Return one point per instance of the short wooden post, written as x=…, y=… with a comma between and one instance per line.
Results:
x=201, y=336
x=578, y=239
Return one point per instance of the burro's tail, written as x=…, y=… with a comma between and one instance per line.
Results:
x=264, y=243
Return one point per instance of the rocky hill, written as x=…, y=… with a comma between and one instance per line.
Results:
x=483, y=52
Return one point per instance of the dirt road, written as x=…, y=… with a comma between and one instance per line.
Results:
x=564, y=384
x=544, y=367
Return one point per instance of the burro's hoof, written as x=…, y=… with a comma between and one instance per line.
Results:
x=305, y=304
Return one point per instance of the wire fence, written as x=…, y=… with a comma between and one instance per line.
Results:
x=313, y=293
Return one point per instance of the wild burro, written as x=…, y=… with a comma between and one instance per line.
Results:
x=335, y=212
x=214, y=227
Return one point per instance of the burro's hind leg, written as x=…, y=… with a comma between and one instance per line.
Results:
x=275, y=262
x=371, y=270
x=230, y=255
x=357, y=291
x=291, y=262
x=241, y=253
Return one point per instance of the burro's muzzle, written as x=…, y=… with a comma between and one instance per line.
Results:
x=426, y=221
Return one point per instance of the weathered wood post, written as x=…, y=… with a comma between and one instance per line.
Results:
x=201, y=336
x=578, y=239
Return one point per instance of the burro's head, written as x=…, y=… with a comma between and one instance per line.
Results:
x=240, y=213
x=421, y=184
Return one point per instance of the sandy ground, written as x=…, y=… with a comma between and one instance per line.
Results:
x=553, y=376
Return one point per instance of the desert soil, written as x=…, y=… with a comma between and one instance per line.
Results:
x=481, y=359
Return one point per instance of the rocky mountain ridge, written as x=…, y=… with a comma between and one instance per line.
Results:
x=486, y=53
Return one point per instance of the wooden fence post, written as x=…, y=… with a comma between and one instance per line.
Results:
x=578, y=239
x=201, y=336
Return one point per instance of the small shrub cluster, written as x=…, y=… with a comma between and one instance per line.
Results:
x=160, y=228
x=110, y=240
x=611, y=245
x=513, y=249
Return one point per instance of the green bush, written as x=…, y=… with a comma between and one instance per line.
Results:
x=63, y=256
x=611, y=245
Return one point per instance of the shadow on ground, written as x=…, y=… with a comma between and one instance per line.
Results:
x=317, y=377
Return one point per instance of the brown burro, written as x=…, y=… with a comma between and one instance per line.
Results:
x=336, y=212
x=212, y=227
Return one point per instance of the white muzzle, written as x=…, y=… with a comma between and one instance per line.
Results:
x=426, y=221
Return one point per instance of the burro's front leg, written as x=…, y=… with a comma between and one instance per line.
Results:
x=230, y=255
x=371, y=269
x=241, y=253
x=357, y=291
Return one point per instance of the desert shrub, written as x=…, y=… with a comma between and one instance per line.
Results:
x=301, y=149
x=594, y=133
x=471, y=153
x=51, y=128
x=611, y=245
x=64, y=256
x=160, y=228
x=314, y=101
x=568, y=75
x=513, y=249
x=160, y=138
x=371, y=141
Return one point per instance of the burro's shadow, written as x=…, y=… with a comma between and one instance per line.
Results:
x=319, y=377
▬▬▬▬▬▬
#### STATED GOAL
Copy every one of the entries above, line for line, without changing a character.

#### OUTPUT BELOW
Return one point per instance of the short wooden post, written as x=…, y=… with a comma between and one instance per line.
Results:
x=201, y=336
x=578, y=239
Return one point per instance of the burro's tail, written as x=…, y=… with a comma between and one instance per line.
Results:
x=264, y=243
Return one point per instance of the rocky hill, written as x=…, y=… with a comma between and one instance per line.
Results:
x=483, y=52
Return one point per instance of the dirt road, written as x=…, y=… with a comma between and one instance per line.
Results:
x=564, y=384
x=544, y=367
Return one point per instance of the burro's hoof, written as x=…, y=… with a comma between and one instance per line.
Results:
x=305, y=304
Return one point per instance of the wire fence, written as x=…, y=… with a comma between and one instance per line.
Results:
x=313, y=293
Return one point per instance of the wild burro, written as x=…, y=… with a comma between and one instance per line.
Results:
x=335, y=212
x=214, y=227
Return one point per instance of the burro's hind leg, written as x=…, y=… with a comma between and one instance per line.
Results:
x=275, y=262
x=371, y=270
x=230, y=255
x=357, y=291
x=291, y=262
x=241, y=253
Return one point per instance of the burro's muzzle, written as x=…, y=… with a comma between and one instance per line.
Results:
x=426, y=221
Return one point per instance of the weathered wood post, written as x=…, y=… with a comma between and one instance per line.
Results:
x=201, y=336
x=578, y=239
Return one point per instance of the burro's head, written as x=…, y=… with a comma between and one instance per line.
Results:
x=240, y=213
x=421, y=184
Return one point per instance of the sandy ground, written as x=…, y=… with a comma between and one instance per line.
Results:
x=553, y=376
Return one point per instance of the desert soil, written as x=…, y=… with a comma between and one instance per line.
Results:
x=481, y=359
Return one point per instance of the rocky mountain ridge, written as x=…, y=… with a comma between and one instance per line.
Results:
x=486, y=53
Return one point per instance of the wooden fence post, written as x=…, y=… with a comma between and one instance per line.
Results:
x=578, y=239
x=201, y=336
Return one point per instance of the small shrub cluster, written as x=…, y=… with a comma between and one instance per line.
Results:
x=160, y=228
x=110, y=240
x=611, y=245
x=513, y=249
Return one point per instance of the green bush, written as x=…, y=… with a comma between and one instance per line.
Results:
x=63, y=256
x=611, y=245
Return one point per instance of the shadow on ground, written as x=…, y=… with a comma between and one instance per line.
Results:
x=317, y=377
Return one point per instance of the brown burro, written as x=…, y=… with a comma between and one instance per line.
Results:
x=336, y=212
x=212, y=227
Return one point per instance of the white muzzle, written as x=…, y=… with a comma between and one instance per line.
Results:
x=426, y=221
Return one point per instance of the burro's front leg, written as x=…, y=… with a comma between and one instance per line.
Results:
x=230, y=255
x=371, y=269
x=241, y=253
x=357, y=291
Return one point per instance of the desert shrub, written as x=…, y=… with a comma between and one instance per line.
Results:
x=301, y=149
x=594, y=133
x=471, y=153
x=51, y=128
x=611, y=245
x=64, y=256
x=160, y=228
x=314, y=101
x=568, y=75
x=513, y=249
x=160, y=138
x=371, y=141
Return one point per instance of the burro's shadow, written as x=…, y=… with a comma between and one instance per line.
Results:
x=319, y=377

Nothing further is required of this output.